WHAT THE TASK REQUIRES
Extract all lines from the data beneath that include the word "instance".
▼
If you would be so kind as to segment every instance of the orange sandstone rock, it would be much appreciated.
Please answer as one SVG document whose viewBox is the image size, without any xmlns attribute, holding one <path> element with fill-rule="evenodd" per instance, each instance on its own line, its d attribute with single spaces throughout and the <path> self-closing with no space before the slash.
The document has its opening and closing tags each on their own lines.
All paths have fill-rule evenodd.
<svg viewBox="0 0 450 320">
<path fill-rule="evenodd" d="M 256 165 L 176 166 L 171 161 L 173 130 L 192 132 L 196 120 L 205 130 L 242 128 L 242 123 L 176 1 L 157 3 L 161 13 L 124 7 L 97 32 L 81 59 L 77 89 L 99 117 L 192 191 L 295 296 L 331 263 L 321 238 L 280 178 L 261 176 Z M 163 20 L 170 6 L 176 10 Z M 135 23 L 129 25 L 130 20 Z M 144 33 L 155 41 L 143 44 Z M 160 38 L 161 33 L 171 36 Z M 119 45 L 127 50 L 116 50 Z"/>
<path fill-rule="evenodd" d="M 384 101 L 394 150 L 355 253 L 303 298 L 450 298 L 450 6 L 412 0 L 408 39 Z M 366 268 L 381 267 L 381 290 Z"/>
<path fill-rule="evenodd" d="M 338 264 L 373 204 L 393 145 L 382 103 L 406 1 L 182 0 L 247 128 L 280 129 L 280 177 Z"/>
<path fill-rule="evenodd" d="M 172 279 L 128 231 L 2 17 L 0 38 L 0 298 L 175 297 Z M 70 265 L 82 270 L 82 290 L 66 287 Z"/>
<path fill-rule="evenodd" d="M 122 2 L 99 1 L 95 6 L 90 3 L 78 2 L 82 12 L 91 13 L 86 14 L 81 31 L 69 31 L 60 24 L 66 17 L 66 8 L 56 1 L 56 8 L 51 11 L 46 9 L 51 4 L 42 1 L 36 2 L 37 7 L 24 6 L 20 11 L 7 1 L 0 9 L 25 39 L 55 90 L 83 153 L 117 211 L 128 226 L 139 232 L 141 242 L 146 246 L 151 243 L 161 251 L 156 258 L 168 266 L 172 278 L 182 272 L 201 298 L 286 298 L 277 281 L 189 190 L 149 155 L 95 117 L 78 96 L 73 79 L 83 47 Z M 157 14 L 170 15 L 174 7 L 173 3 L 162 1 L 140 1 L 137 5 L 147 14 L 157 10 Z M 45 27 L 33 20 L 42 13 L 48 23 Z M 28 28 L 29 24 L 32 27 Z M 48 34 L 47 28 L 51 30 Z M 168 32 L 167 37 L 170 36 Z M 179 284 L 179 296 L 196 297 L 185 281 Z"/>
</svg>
▲
EXERCISE RESPONSE
If you would be so kind as to segment every instance of the orange sandstone rock, it would be much appreciated.
Please answer as one SVG document whose viewBox is the image size, without any xmlns attribute, holding one <path> element with fill-rule="evenodd" per instance, each instance on its own line, its d attribute with single spaces throughout and the <path> self-closing with no space before the slash.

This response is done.